--- Text to read ---

■ ■ ■ ■ ■ ■ ■

Moving into a 1 bedroom flat and hoping your DH continues to be an absentee father was always a shit choice. You're not blameless in this situation, but you are actually the only one who can walk away from it because they are not your children. So do it if you need to.

Moving into a 1 bedroom flat and hoping your DH continues to be an absentee father was always a shit choice

This nails it. This is exactly what Op was banking on.

Digdongdoo · 01/11/2025 18:06

stepparent55 · 01/11/2025 18:01

I will but my parents will also make my life hell (mentally) not physically at least like my husband is. however living with my parents seems like the better of the two evils. the issue with working full time is my child is at school 8:30 am - 3 pm. quite hard to find a full time job to accommodate these hours. i really want to finish my masters but it doesn’t finish until september next year. only then i can hope for a good paying job and with hours that suit me and my child.

Use childcare. Work weekends when your child is at her dad's. You have options, you could pay your own rent.

Vinvertebrate · 01/11/2025 18:06

I also have an autistic child. I cannot imagine how distressed he would be at having to share his bed, home and toys with 4 other children at the weekends, especially rambunctious ones. I think my DS would actually combust! I feel terribly sorry for all 5 children in this scenario.

I cannot think of a single reason why you shouldn’t cut their father loose. You obviously have some means to pay for food, bills, etc. Presumably you would be a high priority for SH because your child has AN? And might it be relevant that you are already (very) overcrowded at the weekends? Are you claiming DLA for your DD (if she is entitled)?

■ ■ ■ ■ ■ ■ ■

--- Rows ---
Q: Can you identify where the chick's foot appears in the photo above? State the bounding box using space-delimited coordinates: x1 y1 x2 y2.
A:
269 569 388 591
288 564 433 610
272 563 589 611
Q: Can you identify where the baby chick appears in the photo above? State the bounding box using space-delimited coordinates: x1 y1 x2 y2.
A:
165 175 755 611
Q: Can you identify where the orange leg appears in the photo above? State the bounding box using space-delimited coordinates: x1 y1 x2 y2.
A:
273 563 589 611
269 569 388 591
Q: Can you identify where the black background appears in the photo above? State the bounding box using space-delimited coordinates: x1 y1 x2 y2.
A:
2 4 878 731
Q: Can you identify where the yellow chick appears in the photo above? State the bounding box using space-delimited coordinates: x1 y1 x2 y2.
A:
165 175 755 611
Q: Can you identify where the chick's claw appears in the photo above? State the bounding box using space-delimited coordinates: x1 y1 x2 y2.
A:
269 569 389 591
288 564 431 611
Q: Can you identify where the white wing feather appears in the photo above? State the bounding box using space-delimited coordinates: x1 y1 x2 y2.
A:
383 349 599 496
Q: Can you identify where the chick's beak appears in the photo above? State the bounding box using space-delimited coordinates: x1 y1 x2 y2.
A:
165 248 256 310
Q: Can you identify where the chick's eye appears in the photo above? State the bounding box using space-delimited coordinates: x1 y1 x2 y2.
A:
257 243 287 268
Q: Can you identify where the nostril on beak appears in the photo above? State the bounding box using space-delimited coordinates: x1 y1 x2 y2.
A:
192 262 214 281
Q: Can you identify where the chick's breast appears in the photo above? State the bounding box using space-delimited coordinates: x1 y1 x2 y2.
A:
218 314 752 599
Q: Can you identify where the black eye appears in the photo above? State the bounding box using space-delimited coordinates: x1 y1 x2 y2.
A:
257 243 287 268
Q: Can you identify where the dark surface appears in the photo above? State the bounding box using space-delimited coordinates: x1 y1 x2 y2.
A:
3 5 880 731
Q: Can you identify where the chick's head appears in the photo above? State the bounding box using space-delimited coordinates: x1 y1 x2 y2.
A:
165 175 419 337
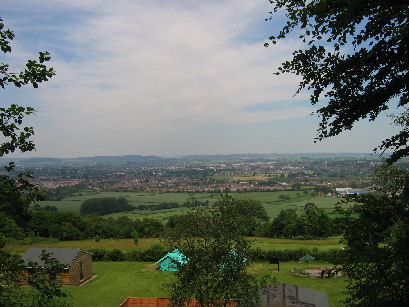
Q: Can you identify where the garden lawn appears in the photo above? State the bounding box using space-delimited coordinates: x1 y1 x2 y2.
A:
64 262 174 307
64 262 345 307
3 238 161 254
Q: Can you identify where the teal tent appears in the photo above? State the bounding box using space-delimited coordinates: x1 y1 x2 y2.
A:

■ ■ ■ ■ ■ ■ ■

--- Exercise set ---
**1)** Answer these questions from the forum thread:
(a) Between what hours is stepparent55's child at school?
(b) When does stepparent55's master's course finish?
(c) According to Digdongdoo, when could stepparent55 work?
**2)** Write a continuation of the forum thread, starting after its last sentence.
The items come from a separate source and are unrelated to the forum thread.

--- Exercise answers ---
**1)**
(a) From 8:30 am to 3 pm.
(b) In September next year.
(c) On weekends, when the child is at her dad's.

**2)**
FWIW I don’t think it’s reasonable to expect your DH to parent his children only at his EXW’s house, but (again) that’s a “him” problem. He needs to change his life - quite drastically by the sounds of it - to step up for those children, particularly if the EXW can’t or won’t. “But I have to work 80+ hours a week” does not even begin to cut it once you are a parent. Earn less, own less, do less - but DC get ONE childhood and it’s on the parents not to fuck it up.

It won’t be easy, but there will be a way to get rid of this human albatross round your neck. If I were you, I would try to get SS involved as a parting shot. He also needs to fucking grow a pair and get a court ordered schedule that gives both parents reasonable on/off time, AND stick to it, with or without your help.

SixSeven · 01/11/2025 18:07

Reading all this I think the only sensible solution is that he gives up his restaurant and gets a job with regular hours. He can’t possibly parent while working 7 days a week.

If he is unwilling to do this the options are to
leave him or go to court for a more balanced childcare arrangement. You cannot possibly have 2 adults and 5 kids in a one bed flat.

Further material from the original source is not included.